Prompt 1: Repeat this passage from the forum thread about the Roadmaster Motor Master word for word. Begin at the words "That thing is" and stop after "Anybody interested? Trades?".

Excerpt to read:
# Roadmaster Motor Master



## sm2501 (Jan 31, 2010)

I guess I will get started here. I am not much into motorized bikes, but I couldn't resist this one. Anybody out there have any parts? I need a flywheel cover, belt guard and carb. Check out the rest of the pictures under community and "My Albums"


----------



## TOsborn (Feb 1, 2010)

Nice, is it chain drive?  I've never seen one of those before.  Does it have a centrifugal clutch?


----------



## redline1968 (Feb 4, 2010)

Dude that is a rare and cool bike its going to take some time to find those parts..  It worth it though.   I will post  a few pics of my project soon.


----------



## mastronaut (Mar 2, 2010)

That thing is awesome! The rear wheel is certainly unique, I can see why you snagged it.


----------



## sm2501 (Jan 20, 2011)

Not sure that my heart is in this one. Killer bike, but I am a non-motorized person...and I do not need that bug! Anybody interested? Trades?


----------



## bricycle (Jan 20, 2011)

Sent regular e-mail, PM and carrier pigeon(lol)...  Thanks, bri.


----------



## sm2501 (Jan 27, 2011)

This baby has a new home! Thanks to all that inquired about it.


----------

Records shown:
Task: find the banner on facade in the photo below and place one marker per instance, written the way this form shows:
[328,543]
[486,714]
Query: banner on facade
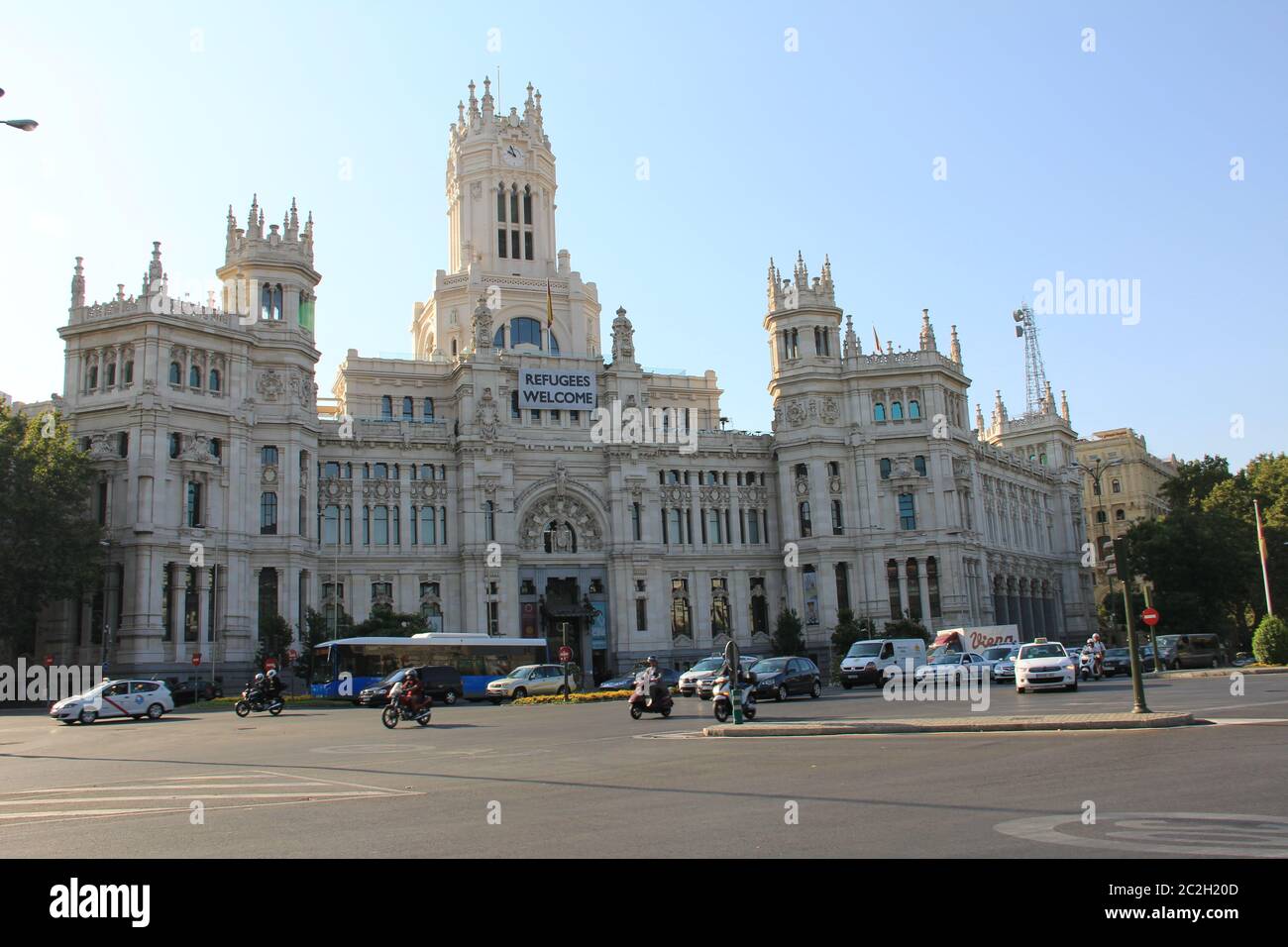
[599,629]
[542,389]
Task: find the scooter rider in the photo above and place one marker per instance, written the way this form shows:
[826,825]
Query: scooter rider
[271,686]
[653,680]
[412,693]
[1098,655]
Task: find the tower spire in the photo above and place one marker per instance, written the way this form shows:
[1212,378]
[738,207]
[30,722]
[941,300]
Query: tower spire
[78,283]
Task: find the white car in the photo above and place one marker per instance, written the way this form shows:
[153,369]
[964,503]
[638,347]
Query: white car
[112,698]
[1042,664]
[952,664]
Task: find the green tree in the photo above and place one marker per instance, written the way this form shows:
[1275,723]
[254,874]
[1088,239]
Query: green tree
[787,638]
[385,622]
[1270,643]
[1194,480]
[50,540]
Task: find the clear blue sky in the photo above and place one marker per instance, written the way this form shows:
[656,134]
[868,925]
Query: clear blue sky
[1113,163]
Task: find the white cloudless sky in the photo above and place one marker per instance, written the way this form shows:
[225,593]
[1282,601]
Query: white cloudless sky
[1113,163]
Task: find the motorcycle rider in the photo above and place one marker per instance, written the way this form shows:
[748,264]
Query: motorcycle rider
[411,692]
[653,678]
[256,688]
[271,686]
[1098,655]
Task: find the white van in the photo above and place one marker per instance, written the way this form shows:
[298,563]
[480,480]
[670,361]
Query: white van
[866,661]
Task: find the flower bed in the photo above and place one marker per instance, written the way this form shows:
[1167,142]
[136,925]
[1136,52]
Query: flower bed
[596,697]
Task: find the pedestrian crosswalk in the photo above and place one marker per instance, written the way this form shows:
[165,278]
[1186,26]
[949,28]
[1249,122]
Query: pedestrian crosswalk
[179,793]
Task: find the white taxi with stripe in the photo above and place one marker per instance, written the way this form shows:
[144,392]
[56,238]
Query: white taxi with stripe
[112,698]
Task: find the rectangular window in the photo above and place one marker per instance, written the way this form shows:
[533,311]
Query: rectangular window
[907,513]
[193,505]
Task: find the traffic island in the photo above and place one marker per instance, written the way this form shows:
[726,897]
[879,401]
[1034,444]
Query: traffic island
[957,724]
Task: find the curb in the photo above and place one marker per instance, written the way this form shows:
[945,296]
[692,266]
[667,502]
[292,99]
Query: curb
[1214,673]
[1001,724]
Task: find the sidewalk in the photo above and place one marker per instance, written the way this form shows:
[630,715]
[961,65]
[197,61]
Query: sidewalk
[956,724]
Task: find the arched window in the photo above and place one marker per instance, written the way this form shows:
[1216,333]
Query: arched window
[559,538]
[268,514]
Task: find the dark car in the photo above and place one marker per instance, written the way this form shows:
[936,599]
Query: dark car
[1117,661]
[441,684]
[786,677]
[192,690]
[1193,651]
[626,682]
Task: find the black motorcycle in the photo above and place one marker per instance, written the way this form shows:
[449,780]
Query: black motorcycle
[398,710]
[257,702]
[643,701]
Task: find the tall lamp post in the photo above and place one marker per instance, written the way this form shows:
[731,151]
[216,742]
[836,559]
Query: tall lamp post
[21,124]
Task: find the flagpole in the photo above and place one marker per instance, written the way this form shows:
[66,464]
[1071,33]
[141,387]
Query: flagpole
[1261,549]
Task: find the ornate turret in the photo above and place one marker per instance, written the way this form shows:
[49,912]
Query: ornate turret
[78,285]
[623,339]
[927,333]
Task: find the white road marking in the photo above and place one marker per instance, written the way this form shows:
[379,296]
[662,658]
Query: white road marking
[215,791]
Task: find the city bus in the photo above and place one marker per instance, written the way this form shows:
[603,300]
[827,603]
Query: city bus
[343,668]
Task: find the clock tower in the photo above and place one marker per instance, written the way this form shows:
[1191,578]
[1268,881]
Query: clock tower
[501,236]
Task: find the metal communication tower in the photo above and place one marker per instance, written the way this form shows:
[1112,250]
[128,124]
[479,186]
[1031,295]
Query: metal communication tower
[1034,372]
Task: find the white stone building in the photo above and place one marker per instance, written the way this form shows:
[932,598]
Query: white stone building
[227,491]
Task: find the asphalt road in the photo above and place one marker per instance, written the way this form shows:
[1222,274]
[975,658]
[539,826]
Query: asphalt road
[487,781]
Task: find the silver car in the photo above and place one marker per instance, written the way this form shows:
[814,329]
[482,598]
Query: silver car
[529,681]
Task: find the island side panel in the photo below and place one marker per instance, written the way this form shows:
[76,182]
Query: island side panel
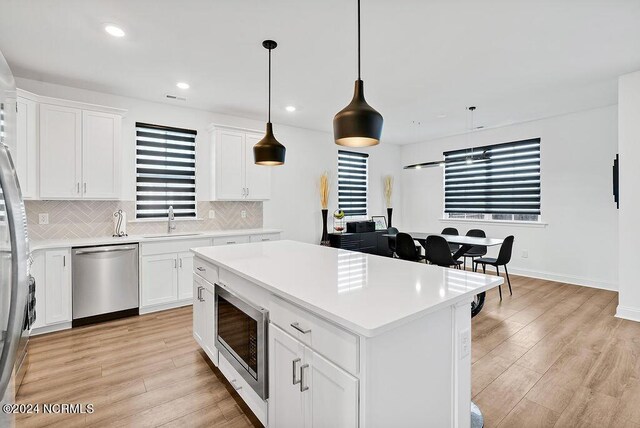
[413,377]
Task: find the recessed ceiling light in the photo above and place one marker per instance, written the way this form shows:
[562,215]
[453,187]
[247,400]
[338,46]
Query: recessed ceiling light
[114,31]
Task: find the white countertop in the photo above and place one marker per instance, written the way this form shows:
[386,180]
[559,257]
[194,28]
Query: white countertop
[364,293]
[109,240]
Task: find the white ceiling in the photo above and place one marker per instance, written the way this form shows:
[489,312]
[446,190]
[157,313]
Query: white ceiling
[516,60]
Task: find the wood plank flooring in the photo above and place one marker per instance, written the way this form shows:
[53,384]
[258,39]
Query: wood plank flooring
[552,354]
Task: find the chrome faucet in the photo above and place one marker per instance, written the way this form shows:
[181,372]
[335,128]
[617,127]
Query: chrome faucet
[172,218]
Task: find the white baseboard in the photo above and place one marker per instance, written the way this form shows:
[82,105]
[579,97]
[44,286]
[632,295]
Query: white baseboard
[569,279]
[628,313]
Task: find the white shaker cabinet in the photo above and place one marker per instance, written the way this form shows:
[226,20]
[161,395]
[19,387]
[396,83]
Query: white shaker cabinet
[235,175]
[26,161]
[79,153]
[57,287]
[101,133]
[60,152]
[305,389]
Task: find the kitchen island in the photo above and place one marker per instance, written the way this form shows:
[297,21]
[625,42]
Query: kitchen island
[337,338]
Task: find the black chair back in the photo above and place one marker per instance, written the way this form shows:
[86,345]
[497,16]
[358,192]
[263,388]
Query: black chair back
[392,239]
[451,231]
[504,256]
[406,247]
[437,251]
[479,250]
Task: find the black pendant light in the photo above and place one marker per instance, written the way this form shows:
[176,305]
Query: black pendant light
[269,151]
[358,124]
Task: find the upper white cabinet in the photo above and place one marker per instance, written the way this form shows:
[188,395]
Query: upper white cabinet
[101,133]
[60,152]
[27,147]
[235,176]
[79,153]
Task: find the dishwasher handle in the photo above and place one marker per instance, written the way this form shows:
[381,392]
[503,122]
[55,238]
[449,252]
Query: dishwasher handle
[106,250]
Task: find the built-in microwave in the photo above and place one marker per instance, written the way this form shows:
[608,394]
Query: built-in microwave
[241,337]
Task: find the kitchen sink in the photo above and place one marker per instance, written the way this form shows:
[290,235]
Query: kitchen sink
[169,235]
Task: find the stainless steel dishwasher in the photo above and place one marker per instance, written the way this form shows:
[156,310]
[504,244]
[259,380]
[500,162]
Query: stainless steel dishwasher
[104,282]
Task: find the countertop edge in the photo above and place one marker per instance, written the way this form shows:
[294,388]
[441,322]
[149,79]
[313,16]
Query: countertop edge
[345,324]
[108,240]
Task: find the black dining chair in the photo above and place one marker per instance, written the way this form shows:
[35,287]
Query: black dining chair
[437,252]
[392,239]
[451,231]
[406,248]
[504,257]
[477,250]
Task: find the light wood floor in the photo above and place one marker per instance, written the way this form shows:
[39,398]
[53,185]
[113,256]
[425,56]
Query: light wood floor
[550,355]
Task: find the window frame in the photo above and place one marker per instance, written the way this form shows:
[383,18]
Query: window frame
[164,217]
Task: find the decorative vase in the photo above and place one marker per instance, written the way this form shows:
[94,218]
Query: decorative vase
[325,235]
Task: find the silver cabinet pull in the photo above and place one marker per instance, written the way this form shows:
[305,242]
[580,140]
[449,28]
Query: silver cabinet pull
[296,325]
[303,388]
[295,369]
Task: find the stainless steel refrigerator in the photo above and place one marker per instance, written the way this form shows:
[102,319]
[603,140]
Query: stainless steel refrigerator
[14,251]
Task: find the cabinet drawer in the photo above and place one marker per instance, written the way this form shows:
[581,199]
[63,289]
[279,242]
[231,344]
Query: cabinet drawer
[205,270]
[172,246]
[249,396]
[334,343]
[229,240]
[265,237]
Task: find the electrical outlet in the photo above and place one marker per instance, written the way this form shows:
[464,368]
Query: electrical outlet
[465,344]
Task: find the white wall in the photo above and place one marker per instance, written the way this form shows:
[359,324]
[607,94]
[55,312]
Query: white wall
[579,244]
[629,146]
[294,206]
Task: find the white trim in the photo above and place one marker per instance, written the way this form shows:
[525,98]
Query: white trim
[495,222]
[627,313]
[568,279]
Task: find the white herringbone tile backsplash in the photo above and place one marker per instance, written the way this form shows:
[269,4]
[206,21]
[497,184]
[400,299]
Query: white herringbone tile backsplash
[86,219]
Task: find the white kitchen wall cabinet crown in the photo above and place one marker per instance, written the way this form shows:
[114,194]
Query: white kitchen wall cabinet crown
[26,161]
[235,176]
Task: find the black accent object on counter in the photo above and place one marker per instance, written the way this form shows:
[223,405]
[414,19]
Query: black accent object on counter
[361,226]
[324,240]
[616,181]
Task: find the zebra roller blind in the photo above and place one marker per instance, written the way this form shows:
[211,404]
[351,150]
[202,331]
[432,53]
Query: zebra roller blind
[352,182]
[165,171]
[496,179]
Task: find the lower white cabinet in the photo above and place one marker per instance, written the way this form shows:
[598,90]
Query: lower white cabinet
[52,272]
[159,279]
[204,317]
[306,390]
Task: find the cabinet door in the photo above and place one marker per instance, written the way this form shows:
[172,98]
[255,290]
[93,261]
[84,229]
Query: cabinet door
[101,134]
[60,152]
[57,286]
[229,165]
[332,397]
[257,177]
[27,152]
[159,279]
[208,320]
[185,275]
[286,401]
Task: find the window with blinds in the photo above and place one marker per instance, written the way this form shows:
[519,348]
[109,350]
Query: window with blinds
[165,171]
[497,182]
[352,183]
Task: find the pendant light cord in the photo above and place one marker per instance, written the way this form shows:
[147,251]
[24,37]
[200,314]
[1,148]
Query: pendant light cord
[359,40]
[269,120]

Prompt 2: Give the lines of the rows as a JSON list of strings, one string per line and with blank lines left out. Begin at the line that has "Task: find the window with", and stop after the last line of the rows.

Final result 1:
That thing is awesome! The rear wheel is certainly unique, I can see why you snagged it.


----------



## sm2501 (Jan 20, 2011)

Not sure that my heart is in this one. Killer bike, but I am a non-motorized person...and I do not need that bug! Anybody interested? Trades?

Final result 2:
[
  "Task: find the window with blinds in the photo above and place one marker per instance, written the way this form shows:",
  "[519,348]",
  "[109,350]",
  "Query: window with blinds",
  "[165,171]",
  "[497,182]",
  "[352,183]",
  "Task: find the pendant light cord in the photo above and place one marker per instance, written the way this form shows:",
  "[147,251]",
  "[24,37]",
  "[200,314]",
  "[1,148]",
  "Query: pendant light cord",
  "[359,40]",
  "[269,120]"
]